For Indian families, a US degree has long come bundled with a crucial promise — a post-study work window that helps recover costs, gain experience and attempt the H-1B visa lottery. That bridge, known as Optional Practical Training (OPT), is now facing unprecedented political and legal pressure in Washington, sparking concern among Indian students who are most invested in the programme.
OPT under coordinated attack
In 2025, criticism of OPT has moved beyond routine immigration rhetoric into a focused campaign across Congress, federal agencies and proposed regulations. The common claim: OPT is an unauthorised work programme that disadvantages American graduates.
At a House Judiciary hearing in June, Jessica Vaughan of the Center for Immigration Studies described OPT as the “largest unregulated guest-worker scheme” in the US, citing over 5.4 lakh work authorisations issued under OPT and CPT in FY2023. She argued the programme fuels abuse and was never explicitly approved by Congress.
Echoing this view, U.S. Citizenship and Immigration Services Director Joseph B. Edlow has said the Immigration and Nationality Act allows student visas only for study, not post-degree employment. He has pushed for stricter audits and enforcement, potentially turning OPT into a high-risk compliance maze.
Lawmakers push to end or weaken OPT
Senator Charles E. Grassley has urged the US Department of Homeland Security to end OPT entirely, calling it unlawful and harmful to US workers. Senator Eric S. Schmitt has labelled OPT “abused” and criticised its payroll tax exemptions, arguing they make foreign graduates cheaper to hire.

━━━

**Exercise requirements**
A. In the article on Optional Practical Training, who called OPT the "largest unregulated guest-worker scheme" in the US?
B. Carry on the article on Optional Practical Training from its last sentence.
The records that come next are from a separate source.

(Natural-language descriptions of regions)
━━━

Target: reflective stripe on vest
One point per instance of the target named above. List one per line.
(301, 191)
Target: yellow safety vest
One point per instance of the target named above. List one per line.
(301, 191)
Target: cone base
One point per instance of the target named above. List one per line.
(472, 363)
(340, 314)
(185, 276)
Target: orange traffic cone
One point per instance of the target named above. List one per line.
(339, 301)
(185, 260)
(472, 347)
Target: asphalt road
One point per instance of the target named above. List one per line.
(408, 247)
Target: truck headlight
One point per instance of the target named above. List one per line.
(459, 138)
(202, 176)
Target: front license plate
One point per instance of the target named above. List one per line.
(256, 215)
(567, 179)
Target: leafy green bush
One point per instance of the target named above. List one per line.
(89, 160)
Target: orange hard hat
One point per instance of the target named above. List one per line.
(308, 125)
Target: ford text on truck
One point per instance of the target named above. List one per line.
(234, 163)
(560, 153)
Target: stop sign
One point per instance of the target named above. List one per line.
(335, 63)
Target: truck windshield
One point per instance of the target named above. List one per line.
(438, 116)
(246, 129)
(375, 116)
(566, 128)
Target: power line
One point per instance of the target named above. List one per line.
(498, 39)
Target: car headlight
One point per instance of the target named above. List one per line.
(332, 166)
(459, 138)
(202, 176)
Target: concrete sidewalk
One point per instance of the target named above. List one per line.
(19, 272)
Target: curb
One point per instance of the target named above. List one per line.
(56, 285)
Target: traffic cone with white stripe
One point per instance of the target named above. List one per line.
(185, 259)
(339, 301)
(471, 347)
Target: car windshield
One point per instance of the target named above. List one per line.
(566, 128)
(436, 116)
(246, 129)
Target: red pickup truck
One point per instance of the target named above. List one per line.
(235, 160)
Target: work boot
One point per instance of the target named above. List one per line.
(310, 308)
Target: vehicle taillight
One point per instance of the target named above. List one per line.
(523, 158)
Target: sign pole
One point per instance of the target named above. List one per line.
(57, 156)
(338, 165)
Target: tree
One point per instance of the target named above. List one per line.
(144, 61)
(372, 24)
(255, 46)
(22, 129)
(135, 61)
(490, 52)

━━━

**Answers given**
A. Jessica Vaughan of the Center for Immigration Studies

B.
The proposed American Tech Workforce Act of 2025 seeks to terminate OPT outright, ending work authorisation immediately after graduation. Meanwhile, the Dignity Act of 2025 proposes bringing OPT wages under Social Security and Medicare taxes, eroding its cost advantage.
Why Indians face the biggest impact
India now sits closest to the blast radius. Open Doors 2025 data shows Indian students on OPT surged 47.3% to 1.43 lakh, even as graduate enrolments fell. OPT has effectively become the centre of India’s US education value proposition.
Any move to abolish, tax or time-limit OPT could turn graduation into forced exit, weaken employer interest and upend long-term plans for thousands of Indian students. What’s under debate is no longer whether Indians can study in the US — but whether the US will continue to offer a credible work pathway alongside that education.